Natural-language object grounding data

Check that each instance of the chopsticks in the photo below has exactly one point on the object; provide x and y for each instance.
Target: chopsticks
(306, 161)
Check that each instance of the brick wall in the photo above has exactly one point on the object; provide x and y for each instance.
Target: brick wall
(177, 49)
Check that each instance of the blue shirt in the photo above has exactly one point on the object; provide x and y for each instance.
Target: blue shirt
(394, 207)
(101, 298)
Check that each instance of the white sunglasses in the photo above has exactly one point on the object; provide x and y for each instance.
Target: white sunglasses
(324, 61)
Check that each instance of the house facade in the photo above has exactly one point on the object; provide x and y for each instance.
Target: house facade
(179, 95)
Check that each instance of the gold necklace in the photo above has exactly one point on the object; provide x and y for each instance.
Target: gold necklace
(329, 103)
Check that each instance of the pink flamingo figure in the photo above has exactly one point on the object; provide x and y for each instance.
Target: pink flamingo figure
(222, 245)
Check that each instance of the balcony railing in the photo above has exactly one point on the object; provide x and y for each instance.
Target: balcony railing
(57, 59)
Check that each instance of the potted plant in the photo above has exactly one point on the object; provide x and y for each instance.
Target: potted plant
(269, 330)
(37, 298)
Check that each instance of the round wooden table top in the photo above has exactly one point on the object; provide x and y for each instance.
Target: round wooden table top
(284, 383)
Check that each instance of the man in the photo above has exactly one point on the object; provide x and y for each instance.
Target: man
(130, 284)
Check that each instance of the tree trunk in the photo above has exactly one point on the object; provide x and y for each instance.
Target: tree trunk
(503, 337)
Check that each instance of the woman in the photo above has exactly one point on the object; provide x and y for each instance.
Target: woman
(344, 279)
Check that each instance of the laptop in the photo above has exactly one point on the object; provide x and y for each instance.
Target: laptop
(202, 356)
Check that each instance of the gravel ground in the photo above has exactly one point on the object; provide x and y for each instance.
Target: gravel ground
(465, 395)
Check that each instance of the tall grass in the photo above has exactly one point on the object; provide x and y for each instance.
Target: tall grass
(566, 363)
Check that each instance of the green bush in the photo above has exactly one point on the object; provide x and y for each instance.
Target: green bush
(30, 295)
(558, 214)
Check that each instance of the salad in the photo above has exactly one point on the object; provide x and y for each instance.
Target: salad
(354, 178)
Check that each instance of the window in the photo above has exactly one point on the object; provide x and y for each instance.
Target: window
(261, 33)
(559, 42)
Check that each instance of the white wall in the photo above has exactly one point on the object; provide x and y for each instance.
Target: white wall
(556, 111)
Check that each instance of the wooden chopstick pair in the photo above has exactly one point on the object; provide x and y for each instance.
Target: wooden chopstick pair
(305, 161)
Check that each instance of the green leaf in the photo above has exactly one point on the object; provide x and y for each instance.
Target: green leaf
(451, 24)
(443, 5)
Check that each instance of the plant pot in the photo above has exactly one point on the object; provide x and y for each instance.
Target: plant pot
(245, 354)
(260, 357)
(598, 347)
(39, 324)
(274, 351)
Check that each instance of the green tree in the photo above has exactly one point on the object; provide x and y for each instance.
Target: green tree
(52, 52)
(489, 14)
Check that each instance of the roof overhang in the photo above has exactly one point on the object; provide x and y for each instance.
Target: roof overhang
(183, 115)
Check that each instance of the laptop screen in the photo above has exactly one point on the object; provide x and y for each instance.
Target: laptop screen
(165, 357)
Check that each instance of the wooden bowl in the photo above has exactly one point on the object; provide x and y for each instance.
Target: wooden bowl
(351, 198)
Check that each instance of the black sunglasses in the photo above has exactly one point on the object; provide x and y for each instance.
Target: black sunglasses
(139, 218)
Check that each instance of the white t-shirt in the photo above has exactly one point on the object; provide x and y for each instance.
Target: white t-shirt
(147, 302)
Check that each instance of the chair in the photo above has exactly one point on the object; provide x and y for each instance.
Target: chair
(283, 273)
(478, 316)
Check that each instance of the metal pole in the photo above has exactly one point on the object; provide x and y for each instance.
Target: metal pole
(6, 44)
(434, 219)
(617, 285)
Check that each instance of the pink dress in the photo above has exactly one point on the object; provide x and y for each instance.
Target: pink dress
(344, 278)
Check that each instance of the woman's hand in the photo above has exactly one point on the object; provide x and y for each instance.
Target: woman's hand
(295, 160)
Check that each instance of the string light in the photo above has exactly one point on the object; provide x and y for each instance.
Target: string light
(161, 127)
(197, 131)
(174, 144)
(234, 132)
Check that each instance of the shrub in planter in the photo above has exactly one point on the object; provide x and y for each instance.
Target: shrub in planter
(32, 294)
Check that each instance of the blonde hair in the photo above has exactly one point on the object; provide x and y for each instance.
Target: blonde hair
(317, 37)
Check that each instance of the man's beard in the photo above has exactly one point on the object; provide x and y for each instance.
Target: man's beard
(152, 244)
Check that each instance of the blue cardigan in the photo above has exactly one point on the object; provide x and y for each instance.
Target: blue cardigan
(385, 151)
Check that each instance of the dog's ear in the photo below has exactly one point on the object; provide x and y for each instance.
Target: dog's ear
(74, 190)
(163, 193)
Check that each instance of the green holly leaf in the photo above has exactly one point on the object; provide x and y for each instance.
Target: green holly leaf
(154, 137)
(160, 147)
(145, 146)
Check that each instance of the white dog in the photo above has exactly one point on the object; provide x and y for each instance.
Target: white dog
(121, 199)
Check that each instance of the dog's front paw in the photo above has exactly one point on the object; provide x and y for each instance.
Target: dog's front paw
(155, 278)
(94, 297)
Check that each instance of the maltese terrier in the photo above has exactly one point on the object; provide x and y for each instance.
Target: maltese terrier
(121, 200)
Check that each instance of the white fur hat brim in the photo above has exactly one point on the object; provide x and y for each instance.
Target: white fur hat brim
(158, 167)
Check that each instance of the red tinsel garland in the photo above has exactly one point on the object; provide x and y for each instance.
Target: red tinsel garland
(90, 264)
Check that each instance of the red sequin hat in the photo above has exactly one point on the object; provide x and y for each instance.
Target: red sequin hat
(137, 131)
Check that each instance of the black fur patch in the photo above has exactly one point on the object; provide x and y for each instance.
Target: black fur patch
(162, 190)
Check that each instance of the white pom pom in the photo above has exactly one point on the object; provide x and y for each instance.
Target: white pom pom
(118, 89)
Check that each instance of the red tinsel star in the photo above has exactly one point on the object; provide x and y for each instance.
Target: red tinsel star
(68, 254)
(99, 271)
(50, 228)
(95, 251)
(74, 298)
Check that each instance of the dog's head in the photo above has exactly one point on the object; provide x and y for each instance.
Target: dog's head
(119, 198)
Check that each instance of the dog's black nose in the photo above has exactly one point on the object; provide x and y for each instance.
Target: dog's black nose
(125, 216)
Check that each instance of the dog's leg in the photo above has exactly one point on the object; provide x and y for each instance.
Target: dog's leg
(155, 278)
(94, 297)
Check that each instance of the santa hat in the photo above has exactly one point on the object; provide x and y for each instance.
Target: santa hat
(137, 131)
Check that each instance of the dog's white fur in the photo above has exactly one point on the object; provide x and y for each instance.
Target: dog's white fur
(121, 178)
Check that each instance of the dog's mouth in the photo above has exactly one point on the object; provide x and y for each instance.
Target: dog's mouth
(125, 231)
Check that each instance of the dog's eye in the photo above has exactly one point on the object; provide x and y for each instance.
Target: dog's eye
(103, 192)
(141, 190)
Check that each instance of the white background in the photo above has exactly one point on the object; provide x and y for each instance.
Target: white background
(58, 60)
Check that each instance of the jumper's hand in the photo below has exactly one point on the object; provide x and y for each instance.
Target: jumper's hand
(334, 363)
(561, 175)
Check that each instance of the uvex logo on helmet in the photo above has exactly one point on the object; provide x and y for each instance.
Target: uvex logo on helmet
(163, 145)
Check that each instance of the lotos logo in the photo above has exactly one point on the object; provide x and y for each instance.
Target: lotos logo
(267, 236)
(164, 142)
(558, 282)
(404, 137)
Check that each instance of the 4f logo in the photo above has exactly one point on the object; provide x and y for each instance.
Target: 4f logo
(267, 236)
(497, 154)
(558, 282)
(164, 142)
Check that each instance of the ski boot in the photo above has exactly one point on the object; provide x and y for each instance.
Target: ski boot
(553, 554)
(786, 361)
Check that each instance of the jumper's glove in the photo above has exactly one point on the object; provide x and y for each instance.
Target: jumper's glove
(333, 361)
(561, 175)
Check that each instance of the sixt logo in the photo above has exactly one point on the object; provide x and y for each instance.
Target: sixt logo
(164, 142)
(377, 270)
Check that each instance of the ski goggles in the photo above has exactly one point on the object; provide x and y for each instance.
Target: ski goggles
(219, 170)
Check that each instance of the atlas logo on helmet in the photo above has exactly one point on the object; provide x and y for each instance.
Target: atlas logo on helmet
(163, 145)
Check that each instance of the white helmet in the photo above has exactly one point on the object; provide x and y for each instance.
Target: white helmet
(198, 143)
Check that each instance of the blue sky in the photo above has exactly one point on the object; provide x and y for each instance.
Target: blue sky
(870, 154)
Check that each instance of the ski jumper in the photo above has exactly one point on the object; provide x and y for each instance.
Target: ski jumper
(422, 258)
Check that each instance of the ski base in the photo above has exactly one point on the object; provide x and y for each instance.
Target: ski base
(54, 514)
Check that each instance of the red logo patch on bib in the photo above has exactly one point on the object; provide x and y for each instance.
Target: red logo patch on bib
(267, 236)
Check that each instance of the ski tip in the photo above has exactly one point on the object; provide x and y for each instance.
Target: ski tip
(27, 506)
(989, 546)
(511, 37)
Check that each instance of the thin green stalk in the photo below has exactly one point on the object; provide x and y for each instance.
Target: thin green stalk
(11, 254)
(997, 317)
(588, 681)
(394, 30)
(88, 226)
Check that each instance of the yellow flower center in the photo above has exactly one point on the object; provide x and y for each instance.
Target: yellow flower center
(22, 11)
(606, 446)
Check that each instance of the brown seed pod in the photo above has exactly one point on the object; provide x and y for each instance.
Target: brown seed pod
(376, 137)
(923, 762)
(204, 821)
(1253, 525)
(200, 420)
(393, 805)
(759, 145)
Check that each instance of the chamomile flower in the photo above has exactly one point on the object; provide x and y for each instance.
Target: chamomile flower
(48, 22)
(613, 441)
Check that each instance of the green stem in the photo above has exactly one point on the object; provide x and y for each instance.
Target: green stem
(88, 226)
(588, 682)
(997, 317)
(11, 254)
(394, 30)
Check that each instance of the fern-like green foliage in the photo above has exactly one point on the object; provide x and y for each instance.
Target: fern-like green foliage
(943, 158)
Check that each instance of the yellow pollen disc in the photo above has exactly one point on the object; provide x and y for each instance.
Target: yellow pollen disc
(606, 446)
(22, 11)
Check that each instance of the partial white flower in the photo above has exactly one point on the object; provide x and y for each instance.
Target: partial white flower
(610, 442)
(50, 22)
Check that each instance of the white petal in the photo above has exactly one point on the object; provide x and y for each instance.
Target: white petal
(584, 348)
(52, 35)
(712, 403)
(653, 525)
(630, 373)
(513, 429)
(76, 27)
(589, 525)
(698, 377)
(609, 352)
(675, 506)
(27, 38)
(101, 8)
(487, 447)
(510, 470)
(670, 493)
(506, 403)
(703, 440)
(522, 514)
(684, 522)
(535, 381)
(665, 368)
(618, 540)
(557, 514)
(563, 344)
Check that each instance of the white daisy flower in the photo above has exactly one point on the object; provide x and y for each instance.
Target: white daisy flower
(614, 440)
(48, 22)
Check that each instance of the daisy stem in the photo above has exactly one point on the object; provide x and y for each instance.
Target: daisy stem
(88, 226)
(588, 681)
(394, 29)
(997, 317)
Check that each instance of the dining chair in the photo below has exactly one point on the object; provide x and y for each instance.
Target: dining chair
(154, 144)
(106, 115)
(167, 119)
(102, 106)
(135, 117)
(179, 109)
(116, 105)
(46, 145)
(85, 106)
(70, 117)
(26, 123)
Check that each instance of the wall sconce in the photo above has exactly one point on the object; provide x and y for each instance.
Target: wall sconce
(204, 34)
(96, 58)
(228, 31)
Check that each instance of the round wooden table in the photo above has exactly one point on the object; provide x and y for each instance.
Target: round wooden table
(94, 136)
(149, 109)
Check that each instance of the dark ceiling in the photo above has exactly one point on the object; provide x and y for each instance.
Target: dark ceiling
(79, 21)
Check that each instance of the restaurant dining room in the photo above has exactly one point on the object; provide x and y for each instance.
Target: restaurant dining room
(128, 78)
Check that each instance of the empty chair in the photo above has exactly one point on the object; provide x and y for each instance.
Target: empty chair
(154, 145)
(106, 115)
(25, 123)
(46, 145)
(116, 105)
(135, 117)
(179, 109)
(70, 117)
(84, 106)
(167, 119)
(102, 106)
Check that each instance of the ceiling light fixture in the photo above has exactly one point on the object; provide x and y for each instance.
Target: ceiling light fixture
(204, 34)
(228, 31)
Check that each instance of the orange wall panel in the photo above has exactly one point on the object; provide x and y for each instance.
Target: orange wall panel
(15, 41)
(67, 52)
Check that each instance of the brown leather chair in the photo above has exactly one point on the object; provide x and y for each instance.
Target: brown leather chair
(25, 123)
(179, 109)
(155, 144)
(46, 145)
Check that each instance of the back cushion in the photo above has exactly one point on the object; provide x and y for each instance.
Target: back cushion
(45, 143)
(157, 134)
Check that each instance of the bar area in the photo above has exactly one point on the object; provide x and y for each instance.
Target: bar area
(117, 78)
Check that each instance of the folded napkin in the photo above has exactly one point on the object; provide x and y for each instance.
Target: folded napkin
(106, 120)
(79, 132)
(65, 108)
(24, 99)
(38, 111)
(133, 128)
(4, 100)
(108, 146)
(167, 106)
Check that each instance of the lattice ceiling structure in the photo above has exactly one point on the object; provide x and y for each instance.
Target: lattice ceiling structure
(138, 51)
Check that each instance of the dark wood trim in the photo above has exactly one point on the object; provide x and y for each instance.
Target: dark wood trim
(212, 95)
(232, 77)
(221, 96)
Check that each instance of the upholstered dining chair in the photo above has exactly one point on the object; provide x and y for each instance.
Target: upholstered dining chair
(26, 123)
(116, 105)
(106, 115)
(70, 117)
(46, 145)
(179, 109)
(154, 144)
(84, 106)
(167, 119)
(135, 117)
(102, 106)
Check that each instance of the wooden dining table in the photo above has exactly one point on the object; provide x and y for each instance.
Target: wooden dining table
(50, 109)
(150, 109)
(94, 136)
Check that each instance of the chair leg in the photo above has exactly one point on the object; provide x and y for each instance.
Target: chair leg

HOW TO COMPLETE THIS TASK -
From the records above, transcribe without alteration every line from the one with "Check that each instance of the plant" to the one with "Check that each instance of the laptop screen", inclusive.

EXERCISE RESPONSE -
Check that each instance of the plant pot in the photo above has exactly one point on the object; provide x and y for each instance.
Target: plant pot
(245, 354)
(260, 357)
(598, 347)
(39, 324)
(274, 351)
Check that each instance of the green tree in the photo above has exactly one point on the object; provide x and y for each instance.
Target: green tree
(52, 52)
(489, 14)
Check that each instance of the roof overhang in the photo above has exactly one point on the object; provide x and y for each instance.
Target: roof overhang
(183, 115)
Check that each instance of the laptop screen in the photo above has exactly one point on the object; provide x and y for each instance.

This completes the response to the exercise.